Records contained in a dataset

______________________________

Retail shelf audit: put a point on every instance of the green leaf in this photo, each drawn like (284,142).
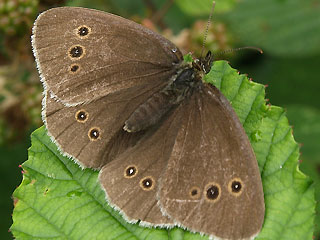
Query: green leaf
(58,200)
(279,27)
(306,126)
(203,7)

______________________________

*Exercise aim*: Your reply must contain each entry exactly as written and no pictures.

*Exercise response*:
Retail shelf audit: put a point on every instance of the green leaf in this photo, each drawn like (284,142).
Query: green leaf
(58,200)
(279,27)
(306,126)
(203,7)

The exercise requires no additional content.